# Exercise directions
Substitute "filling rule" for each occurrence of "fill rule" throughout the listing below, and reproduce everything else without change.

━━ Records provided

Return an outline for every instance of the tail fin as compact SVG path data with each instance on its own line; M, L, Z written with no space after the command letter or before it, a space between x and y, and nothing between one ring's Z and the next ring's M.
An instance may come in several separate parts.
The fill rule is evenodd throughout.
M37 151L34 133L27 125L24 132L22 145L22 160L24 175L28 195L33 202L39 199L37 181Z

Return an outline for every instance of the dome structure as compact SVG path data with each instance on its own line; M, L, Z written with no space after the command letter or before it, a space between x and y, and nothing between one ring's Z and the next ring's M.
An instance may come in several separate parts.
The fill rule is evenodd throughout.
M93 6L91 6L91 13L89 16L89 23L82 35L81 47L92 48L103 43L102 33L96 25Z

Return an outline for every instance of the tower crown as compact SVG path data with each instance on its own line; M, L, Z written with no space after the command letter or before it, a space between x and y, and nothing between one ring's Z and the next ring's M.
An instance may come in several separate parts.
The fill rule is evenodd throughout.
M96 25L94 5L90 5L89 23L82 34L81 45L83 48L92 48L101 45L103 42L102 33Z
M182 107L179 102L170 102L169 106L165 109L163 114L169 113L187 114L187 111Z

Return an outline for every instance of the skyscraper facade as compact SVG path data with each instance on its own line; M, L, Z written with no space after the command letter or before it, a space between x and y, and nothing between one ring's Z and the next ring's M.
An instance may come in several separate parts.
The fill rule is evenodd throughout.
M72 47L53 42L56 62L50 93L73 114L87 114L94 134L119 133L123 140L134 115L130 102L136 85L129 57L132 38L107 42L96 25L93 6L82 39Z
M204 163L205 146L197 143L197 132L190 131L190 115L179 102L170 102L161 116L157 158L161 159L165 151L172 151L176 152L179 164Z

━━━━

# Full output
Return an outline for every instance of the tail fin as compact SVG path data with each instance on its own line; M, L, Z written with no space after the command letter or before it, a space between x and y, and nothing between one ring's Z and the next ring's M.
An instance may come in several separate parts.
The filling rule is evenodd throughout.
M37 151L34 133L27 125L24 132L22 145L22 160L24 175L28 195L33 202L39 199L37 181Z

Return an outline for every instance of the dome structure as compact SVG path data with each instance on its own line; M, L, Z written with no space after the command letter or before it, a space between x and y, and nothing between one ring's Z and the next ring's M.
An instance may come in several separate parts.
The filling rule is evenodd throughout.
M93 6L91 6L91 13L89 16L89 23L82 35L81 47L92 48L103 43L102 33L96 25Z

Return an outline for every instance of the tower crown as compact SVG path data with each instance on its own line; M, L, Z written with no space after the command letter or before it, a space between x and y, and nothing between one ring's Z and the next ring's M.
An instance may come in several separate parts.
The filling rule is evenodd throughout.
M96 25L94 5L90 5L89 23L82 34L81 45L83 48L92 48L101 45L103 42L102 33Z
M182 107L179 102L170 102L169 106L165 109L163 114L169 113L187 114L187 111Z

Return an outline for every instance of the skyscraper facade as compact SVG path data with each instance on its own line; M, L, Z written with no space after the command letter or before it, a space between x and y, and nothing between one ring's Z and the next ring's M.
An instance may come in several separate parts.
The filling rule is evenodd throughout.
M72 47L53 42L56 62L50 93L73 114L87 114L94 134L119 133L123 140L134 115L130 102L136 85L129 57L132 38L107 42L96 25L93 6L82 39Z
M204 163L205 146L197 143L197 132L190 131L190 115L179 102L170 102L161 116L157 158L161 159L165 151L172 151L176 152L179 164Z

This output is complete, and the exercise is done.